● What this task involves:
Beginning at the line that contains "TARGET: van tail light" and stopping after the final line of the records, reproduce every line, requests included, offsetting each coordinate in the answers by 70.

● Dataset records:
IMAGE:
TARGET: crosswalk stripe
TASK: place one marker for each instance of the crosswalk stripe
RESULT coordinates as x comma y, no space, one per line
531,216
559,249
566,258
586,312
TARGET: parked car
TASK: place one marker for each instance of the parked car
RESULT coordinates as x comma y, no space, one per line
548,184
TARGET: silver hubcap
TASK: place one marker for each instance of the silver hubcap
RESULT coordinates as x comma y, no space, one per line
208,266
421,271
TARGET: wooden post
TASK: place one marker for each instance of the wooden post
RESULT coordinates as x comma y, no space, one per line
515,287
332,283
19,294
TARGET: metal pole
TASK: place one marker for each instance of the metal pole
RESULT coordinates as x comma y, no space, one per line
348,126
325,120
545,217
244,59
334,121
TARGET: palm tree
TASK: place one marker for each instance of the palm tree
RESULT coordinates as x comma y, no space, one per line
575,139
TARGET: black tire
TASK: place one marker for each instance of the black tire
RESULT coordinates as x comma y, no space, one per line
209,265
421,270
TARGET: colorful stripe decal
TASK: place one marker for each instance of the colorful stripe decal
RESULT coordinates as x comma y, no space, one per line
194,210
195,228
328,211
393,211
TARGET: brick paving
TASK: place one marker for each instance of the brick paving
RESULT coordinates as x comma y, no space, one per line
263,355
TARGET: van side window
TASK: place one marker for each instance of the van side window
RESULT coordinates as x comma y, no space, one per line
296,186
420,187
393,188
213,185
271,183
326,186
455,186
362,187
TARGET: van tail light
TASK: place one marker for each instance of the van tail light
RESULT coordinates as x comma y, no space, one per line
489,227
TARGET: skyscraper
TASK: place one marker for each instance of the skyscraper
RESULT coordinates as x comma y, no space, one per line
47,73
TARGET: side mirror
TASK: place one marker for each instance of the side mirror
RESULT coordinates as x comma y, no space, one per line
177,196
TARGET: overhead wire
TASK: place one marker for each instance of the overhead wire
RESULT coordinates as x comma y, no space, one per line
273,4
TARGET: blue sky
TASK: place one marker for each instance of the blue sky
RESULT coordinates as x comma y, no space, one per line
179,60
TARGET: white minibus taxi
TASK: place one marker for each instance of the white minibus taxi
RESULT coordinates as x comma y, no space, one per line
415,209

● Correct response:
TARGET: van tail light
TASK: place one marker for each instance of the van tail light
RESULT coordinates as x comma y, no space, one per line
559,297
TARGET: skyscraper
TASK: place one marker for each instance of the skyscraper
RESULT coordinates as x comma y, no space, one per line
117,143
TARGET: side mirror
TASK: place one marker for each instance of the side mirror
RESULT coordinates as x comma y, no space, one per line
247,266
TARGET: overhead wire
TASK: place one marker for each instance of the overhead wire
RESULT coordinates as x comma y, no space, one per line
343,74
TARGET: blue sky
TASK: place one marker for each instance of the blue sky
RESULT coordinates as x comma y, no space, one per line
249,130
TARGET: white minibus taxi
TASK: place one marker for each instance of the white minibus taxi
RESULT coordinates as x comma y, no space, one per line
485,279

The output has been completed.